Point annotation dataset records
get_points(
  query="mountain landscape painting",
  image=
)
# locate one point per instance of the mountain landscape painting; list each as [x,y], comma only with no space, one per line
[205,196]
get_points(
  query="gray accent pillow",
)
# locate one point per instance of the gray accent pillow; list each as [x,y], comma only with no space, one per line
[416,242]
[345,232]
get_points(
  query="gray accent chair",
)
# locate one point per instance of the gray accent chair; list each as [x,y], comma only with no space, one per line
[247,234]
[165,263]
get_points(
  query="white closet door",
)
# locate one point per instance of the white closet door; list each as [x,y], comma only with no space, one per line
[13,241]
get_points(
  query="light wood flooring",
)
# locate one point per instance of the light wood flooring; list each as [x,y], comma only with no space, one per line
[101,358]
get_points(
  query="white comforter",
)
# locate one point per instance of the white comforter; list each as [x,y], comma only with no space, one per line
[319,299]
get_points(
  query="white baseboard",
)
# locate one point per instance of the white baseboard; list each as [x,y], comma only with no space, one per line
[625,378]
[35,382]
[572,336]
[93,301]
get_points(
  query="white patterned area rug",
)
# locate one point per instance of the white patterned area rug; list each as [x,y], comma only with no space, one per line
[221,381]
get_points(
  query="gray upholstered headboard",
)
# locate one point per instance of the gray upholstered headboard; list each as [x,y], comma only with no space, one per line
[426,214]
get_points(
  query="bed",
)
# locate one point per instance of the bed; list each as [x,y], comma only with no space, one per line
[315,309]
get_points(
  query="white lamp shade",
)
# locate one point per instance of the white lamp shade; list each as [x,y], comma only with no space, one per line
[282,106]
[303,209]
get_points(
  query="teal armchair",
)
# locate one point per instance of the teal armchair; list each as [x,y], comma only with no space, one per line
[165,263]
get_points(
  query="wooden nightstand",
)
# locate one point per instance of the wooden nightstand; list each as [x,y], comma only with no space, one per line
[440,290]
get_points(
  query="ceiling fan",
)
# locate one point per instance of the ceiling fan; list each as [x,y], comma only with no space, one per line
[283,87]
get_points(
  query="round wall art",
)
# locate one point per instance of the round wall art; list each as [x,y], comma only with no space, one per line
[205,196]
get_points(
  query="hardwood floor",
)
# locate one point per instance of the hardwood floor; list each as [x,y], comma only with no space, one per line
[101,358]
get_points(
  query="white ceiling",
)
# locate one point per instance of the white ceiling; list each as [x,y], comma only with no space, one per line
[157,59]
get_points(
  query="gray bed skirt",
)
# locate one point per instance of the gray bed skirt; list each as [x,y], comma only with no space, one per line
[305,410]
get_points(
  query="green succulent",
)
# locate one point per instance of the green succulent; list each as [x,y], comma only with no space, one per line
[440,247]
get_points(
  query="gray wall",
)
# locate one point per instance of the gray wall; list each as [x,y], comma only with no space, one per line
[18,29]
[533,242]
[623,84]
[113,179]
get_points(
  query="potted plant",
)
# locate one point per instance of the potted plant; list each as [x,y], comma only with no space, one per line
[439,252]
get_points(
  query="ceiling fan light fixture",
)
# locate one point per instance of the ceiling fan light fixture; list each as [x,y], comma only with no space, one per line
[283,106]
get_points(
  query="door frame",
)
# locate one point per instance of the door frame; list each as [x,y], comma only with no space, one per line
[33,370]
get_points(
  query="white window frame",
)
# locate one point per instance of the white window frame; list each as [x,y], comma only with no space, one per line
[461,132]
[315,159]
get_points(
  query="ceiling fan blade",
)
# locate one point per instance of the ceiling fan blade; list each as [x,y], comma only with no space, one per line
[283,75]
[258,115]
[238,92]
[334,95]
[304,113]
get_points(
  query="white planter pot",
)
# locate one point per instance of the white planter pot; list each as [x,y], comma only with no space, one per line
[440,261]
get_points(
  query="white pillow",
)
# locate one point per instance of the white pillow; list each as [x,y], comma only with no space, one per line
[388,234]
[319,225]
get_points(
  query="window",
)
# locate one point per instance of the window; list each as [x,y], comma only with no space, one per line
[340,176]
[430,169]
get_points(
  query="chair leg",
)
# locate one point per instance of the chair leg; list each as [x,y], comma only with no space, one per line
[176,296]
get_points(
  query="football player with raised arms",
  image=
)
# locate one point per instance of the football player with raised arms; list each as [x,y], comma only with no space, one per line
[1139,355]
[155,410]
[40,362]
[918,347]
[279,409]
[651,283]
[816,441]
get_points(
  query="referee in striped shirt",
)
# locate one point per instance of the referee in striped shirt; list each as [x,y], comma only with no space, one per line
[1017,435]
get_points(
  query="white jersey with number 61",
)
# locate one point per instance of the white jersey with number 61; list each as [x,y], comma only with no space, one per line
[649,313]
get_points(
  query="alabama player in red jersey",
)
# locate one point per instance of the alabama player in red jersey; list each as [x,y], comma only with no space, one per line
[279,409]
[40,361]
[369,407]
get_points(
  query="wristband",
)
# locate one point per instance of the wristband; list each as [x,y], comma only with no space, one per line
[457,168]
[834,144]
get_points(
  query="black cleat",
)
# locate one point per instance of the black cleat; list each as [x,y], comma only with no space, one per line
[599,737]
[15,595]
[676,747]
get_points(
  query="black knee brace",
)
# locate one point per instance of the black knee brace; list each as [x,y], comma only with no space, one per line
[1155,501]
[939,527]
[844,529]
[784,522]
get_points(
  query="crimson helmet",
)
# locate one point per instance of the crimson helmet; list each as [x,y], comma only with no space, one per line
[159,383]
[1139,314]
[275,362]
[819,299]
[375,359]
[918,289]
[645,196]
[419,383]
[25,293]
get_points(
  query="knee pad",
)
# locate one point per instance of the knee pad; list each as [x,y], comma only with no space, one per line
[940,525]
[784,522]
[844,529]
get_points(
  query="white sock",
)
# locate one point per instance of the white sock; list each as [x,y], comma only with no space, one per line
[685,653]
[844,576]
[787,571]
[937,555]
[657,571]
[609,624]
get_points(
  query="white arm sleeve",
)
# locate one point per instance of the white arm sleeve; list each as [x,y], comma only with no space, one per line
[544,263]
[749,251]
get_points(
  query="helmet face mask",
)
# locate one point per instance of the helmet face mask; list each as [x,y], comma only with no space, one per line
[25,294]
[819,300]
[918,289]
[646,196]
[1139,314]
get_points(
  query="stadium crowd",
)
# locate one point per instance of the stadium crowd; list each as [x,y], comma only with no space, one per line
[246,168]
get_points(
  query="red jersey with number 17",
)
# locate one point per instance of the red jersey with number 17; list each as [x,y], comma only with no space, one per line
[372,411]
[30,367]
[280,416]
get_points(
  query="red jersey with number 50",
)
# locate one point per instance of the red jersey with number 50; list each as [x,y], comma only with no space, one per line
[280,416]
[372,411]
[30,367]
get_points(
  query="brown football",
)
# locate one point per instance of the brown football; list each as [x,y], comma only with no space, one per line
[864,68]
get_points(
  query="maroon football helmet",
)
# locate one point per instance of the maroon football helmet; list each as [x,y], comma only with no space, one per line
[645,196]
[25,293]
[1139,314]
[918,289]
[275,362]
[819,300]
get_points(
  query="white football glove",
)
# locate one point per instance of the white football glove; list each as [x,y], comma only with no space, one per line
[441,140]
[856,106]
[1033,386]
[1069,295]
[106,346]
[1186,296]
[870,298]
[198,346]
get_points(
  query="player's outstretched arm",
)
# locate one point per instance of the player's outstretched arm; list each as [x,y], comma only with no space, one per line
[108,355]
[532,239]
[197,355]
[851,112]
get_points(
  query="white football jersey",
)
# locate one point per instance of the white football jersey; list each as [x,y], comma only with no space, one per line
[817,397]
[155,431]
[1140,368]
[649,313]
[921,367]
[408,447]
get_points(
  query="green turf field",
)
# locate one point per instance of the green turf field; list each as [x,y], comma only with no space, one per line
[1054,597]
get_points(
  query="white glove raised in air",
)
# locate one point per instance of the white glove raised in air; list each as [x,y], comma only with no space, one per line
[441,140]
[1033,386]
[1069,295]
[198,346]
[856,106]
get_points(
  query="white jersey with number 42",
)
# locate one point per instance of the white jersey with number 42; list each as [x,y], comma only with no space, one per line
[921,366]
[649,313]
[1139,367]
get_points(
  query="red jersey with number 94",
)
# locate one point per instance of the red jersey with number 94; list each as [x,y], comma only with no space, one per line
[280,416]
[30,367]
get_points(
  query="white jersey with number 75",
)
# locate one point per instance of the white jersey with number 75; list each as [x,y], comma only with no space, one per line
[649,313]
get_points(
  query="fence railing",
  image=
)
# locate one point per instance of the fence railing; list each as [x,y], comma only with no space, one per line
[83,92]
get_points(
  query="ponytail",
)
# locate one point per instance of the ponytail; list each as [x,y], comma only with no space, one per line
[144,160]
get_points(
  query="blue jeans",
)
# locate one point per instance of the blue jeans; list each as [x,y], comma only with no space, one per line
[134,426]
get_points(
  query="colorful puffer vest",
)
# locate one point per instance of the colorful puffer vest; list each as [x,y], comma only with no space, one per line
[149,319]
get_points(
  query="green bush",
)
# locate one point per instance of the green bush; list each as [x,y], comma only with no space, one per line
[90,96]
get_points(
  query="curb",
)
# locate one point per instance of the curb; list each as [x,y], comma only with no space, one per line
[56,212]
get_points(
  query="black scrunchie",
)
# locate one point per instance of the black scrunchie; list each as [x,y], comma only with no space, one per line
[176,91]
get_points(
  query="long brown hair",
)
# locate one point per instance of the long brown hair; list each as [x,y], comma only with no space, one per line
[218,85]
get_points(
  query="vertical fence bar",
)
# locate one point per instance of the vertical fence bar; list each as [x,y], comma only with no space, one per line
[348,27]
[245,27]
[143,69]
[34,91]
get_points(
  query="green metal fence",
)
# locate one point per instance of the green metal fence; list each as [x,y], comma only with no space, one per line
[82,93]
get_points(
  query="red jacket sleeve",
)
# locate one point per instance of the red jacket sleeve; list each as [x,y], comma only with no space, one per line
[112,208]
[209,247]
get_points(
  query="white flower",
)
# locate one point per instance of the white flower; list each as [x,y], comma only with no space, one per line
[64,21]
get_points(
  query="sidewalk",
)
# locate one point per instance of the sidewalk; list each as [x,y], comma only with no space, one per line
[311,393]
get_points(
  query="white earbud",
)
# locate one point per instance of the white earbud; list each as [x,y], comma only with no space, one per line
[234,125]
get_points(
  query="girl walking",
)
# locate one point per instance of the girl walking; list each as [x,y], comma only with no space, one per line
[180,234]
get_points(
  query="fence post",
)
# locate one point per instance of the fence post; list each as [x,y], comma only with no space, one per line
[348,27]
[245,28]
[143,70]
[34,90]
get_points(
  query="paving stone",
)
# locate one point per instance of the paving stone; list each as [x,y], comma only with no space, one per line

## Problem details:
Count the lines in the entries above that contain the string "painting", with case treated as significant. Give only the number.

## Finished answer:
2